BEGIN DATA RECORDS

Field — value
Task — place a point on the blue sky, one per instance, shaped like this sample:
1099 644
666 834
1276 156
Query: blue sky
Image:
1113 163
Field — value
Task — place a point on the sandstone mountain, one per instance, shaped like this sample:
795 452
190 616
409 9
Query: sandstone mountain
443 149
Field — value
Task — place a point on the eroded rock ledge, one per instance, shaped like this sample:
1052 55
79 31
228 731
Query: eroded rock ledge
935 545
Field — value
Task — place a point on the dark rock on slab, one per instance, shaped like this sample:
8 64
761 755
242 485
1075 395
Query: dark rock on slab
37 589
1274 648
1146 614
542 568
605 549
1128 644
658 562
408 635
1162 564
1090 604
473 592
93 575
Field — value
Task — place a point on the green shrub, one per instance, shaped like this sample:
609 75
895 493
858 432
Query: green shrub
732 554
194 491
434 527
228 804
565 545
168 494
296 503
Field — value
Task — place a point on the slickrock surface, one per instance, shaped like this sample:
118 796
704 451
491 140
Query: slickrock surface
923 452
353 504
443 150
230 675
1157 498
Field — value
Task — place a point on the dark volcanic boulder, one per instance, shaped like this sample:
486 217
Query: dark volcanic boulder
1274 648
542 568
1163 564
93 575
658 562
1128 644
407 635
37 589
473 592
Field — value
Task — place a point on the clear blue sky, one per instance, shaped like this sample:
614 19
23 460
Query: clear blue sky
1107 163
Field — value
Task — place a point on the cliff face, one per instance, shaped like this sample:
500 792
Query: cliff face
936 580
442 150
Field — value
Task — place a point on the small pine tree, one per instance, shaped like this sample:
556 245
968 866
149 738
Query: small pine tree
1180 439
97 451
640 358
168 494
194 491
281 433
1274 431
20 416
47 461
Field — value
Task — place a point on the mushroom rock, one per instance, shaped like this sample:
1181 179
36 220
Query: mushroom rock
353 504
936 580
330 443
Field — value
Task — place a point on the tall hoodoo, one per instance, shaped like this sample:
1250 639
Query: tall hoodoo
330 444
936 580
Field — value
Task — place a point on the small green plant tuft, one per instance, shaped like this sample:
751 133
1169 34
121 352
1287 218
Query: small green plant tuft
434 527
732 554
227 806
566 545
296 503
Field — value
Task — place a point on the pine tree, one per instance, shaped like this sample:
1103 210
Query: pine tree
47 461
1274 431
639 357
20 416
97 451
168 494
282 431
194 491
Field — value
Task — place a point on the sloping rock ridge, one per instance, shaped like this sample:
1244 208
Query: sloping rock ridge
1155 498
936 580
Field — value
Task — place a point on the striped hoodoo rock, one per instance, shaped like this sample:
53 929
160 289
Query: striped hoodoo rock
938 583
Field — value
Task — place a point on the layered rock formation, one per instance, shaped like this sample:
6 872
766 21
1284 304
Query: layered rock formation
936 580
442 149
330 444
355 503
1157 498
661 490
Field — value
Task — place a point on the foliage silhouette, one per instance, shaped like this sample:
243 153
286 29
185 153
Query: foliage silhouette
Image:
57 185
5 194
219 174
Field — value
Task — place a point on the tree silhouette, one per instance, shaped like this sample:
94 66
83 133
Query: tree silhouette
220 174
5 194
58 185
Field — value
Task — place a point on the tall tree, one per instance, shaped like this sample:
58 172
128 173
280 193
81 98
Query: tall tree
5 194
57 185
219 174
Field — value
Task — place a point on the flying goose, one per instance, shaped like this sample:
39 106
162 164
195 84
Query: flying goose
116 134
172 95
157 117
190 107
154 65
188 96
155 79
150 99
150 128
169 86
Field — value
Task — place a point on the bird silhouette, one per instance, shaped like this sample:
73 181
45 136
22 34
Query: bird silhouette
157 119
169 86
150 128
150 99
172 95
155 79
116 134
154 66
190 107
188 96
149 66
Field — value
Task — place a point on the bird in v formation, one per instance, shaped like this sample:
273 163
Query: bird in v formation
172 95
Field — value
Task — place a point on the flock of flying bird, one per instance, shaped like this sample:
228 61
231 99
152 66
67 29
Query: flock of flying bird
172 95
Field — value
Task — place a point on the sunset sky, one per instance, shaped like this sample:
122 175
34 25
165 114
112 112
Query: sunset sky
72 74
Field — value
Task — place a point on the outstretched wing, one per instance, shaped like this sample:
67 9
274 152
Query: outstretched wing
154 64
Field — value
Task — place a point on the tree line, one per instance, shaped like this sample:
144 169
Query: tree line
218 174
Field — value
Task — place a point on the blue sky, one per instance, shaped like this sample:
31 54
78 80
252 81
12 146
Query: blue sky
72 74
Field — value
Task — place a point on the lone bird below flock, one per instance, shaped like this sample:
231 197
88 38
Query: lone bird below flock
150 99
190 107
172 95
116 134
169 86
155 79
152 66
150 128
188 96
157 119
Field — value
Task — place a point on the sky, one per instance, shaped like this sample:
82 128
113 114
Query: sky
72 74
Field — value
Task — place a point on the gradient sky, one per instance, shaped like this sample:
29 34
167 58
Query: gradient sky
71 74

END DATA RECORDS

| WHAT TO WORK ON |
Your task is to transcribe the material exactly.

| WRITTEN RESPONSE |
Field — value
Task — place a point on the blue sky, one per instance, shaped like this sample:
1099 644
666 834
1276 156
Query: blue sky
Image:
1113 163
Field — value
Task — place a point on the sandstone mountain, one per instance, shaped like this sample:
795 452
190 616
409 9
Query: sandstone mountain
443 149
Field — value
Task — place a point on the eroded rock ledge, one per instance, shaped like this sample:
1052 55
79 31
228 731
Query: eroded rock ledge
935 545
Field — value
Task — place a point on the dark rock on slab, one per instance, shaped like this sample:
8 64
761 755
242 485
1075 395
Query: dark rock on slab
37 589
1274 648
1146 614
542 568
605 549
1128 644
658 562
408 635
1162 564
1090 604
473 592
93 575
Field — value
Task — place a point on the green shrub, one per instance, shaped like this sample:
609 75
895 493
858 432
Query: green shrub
732 554
194 491
434 527
228 804
565 545
168 494
296 503
Field — value
Task — place a point on the slickrock surface, one per instance, shaped like this sample:
118 796
704 451
491 140
Query: slickrock surface
923 452
353 504
443 150
230 675
1157 498
Field — value
Task — place a point on the dark volcanic boulder, one per instance, shaped like this sample:
486 217
Query: dark volcanic boulder
1274 648
542 568
1163 564
93 575
658 562
1128 644
407 635
37 589
473 592
Field — value
Task — place a point on the clear blue sky, one per instance, shaped like this sample:
614 19
23 460
Query: clear blue sky
1107 163
Field — value
Task — place a point on the cliff face, one per instance, shaped like this sample:
500 792
Query: cliff face
936 580
442 150
Field — value
Task — place a point on the small pine tree, one per instance, shaped like this sample:
556 245
968 866
149 738
Query: small pine tree
1180 439
97 451
640 358
168 494
194 491
281 433
1274 431
20 416
47 461
Field — value
Task — place a point on the mushroom rock, one per instance, shaped like this sample:
1181 179
36 220
Query: mushroom rock
353 504
936 580
330 443
Field — value
Task — place a point on the tall hoodoo, one per instance, shaped like this sample:
1250 639
Query: tall hoodoo
330 444
936 580
Field — value
Task — place a point on the small green plant tuft, one per instance, shaped like this sample:
751 133
1169 34
121 352
1287 218
Query: small green plant tuft
434 527
732 554
227 806
566 545
296 503
Field — value
Task — place a point on the pine tree, one per instance, shaped like this sample:
1103 210
Query: pine tree
47 461
1274 431
639 357
20 416
97 451
168 494
282 431
194 491
Field — value
Task — place a point on the sloping rock ridge, one per instance, shaped like this sample:
1244 208
Query: sloping rock ridge
1155 498
936 580
Field — value
Task — place a point on the striped hoodoo rock, one per instance, shaped like this sample:
53 929
160 289
Query: striped hoodoo rock
938 583
Field — value
Task — place a point on the layered rock formation, one per instance, shaped like this sample:
6 872
766 21
1284 304
Query: layered rock formation
936 580
442 149
330 444
355 503
1157 498
661 490
Field — value
Task — place a point on the foliage silhouette, one per instance, shaped like this sample:
243 153
286 29
185 153
Query: foliage silhouette
Image:
57 185
5 194
219 174
Field — value
Task — place a point on the tree silhouette, one per instance, shaped like this sample:
94 66
83 133
Query: tree silhouette
220 174
5 194
58 185
Field — value
Task — place a point on the tall tree, one per instance, shaped like this sample:
58 172
128 173
280 193
81 98
Query: tall tree
5 194
57 185
219 174
Field — value
Task — place a point on the flying goose, one per instance, shaped like this sample:
39 106
162 164
195 84
Query: flying goose
116 134
172 95
157 117
190 107
154 65
188 96
155 79
150 99
150 128
169 86
Field — value
Task — place a point on the bird silhouette, one per instance, shaped like this sample:
73 181
45 136
22 34
Query: bird silhouette
157 119
169 86
150 128
150 99
172 95
155 79
116 134
154 66
190 107
188 96
149 66
Field — value
Task — place a point on the bird in v formation, one per instance, shaped like this sample:
273 163
Query: bird in v formation
172 95
Field — value
Task — place a point on the flock of flying bird, one per instance, shaped like this sample:
228 61
231 99
152 66
67 29
Query: flock of flying bird
172 95
Field — value
Task — place a point on the sunset sky, one per instance, shaped like this sample:
122 175
34 25
165 114
112 112
Query: sunset sky
72 74
Field — value
Task — place a point on the outstretched wing, one per instance, shaped like this sample:
67 9
274 152
Query: outstretched wing
154 64
Field — value
Task — place a point on the tree line, one per instance, shaped like this sample:
144 169
Query: tree line
218 174
Field — value
Task — place a point on the blue sky, one per instance, shaped like this sample:
31 54
78 80
252 81
12 146
Query: blue sky
72 74
Field — value
Task — place a point on the lone bird below flock, one per instance, shaped like this sample:
231 197
88 38
Query: lone bird below flock
150 99
190 107
172 95
116 134
169 86
155 79
152 66
150 128
188 96
157 119
Field — value
Task — place a point on the sky, one per instance, shaped like this sample:
82 128
113 114
Query: sky
72 74
Field — value
Task — place a point on the gradient sky, one per instance, shaped like this sample:
29 34
167 58
Query: gradient sky
71 74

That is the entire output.